▶ **Prompt**
Reproduce the records starting at the line that contains "Thank you for the photo. Could you pin the pink petal" and ending at the last line of the records, keeping every request, and shift each answer coordinate by adding 118 to both of its numbers.

[Location labeling records]
--- --- ---

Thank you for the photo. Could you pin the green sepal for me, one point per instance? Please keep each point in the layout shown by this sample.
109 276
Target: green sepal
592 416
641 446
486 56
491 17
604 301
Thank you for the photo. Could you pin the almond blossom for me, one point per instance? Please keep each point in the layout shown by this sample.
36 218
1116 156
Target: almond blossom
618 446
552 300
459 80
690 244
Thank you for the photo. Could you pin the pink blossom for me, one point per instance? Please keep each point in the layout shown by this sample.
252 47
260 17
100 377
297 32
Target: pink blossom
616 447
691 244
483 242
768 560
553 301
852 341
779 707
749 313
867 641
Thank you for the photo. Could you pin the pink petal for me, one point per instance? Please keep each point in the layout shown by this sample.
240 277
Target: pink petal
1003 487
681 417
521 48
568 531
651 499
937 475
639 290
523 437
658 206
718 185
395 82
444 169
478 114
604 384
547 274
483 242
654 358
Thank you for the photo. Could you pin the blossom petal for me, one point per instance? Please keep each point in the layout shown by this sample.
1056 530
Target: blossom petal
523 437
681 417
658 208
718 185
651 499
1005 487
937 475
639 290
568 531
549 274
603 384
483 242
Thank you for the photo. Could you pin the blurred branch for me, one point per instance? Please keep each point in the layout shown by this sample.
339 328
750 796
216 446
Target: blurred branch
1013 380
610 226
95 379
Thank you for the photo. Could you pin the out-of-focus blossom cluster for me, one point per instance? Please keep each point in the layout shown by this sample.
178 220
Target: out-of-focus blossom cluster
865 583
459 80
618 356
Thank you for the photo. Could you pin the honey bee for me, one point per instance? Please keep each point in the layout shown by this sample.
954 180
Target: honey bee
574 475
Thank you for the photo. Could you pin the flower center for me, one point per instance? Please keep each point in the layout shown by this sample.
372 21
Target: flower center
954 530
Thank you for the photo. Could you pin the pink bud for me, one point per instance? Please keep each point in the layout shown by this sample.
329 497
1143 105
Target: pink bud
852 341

--- --- ---

▶ **Task output**
Thank you for the photo. Could you pin the pink petal for me, one point per instance? Please keep each point in the layout shown by this sample.
240 277
Target: pink petal
1121 605
799 535
639 166
686 649
769 617
1055 593
757 408
641 555
776 324
836 303
513 200
562 287
596 232
722 502
665 392
601 360
772 476
Thank you for the photo. Could you pin the blossom petal for me, one point per instance? Please keep each point in the layout shown by this sample.
1056 530
Target: blossom petal
641 555
799 535
776 326
836 303
769 617
1123 605
1055 593
757 408
686 649
667 392
721 502
601 360
Thank you for the photo. Could you pin the blurred branch for me, one point per instance? Please keep each point in the layout shown by this sample.
339 328
750 796
216 446
Target: blurred branch
1131 498
728 344
213 497
Thank you for the photo. Could you pin the out-of-focus blossom cluster for me, one point per instance? Please keep each point in the layout shown by this sample.
178 220
Target: out-of-focus blossom cluster
983 701
577 198
736 474
Thank you for the photo. Could you pin the honey bee for me, one point per instance? Please keep each point in the layout shown by this sample.
954 180
Target: honey bee
692 593
Thank you for the photo. Could you pin the flower center for me, one point per instance? Please keep each point in the layout shown by this sample.
372 21
Target: flower center
1072 648
Thank you for the photo. Could you pin the pink bud for me, one point per instance? Please keep each point in the layout shown by this sample.
329 497
1143 105
Target: pink bud
970 459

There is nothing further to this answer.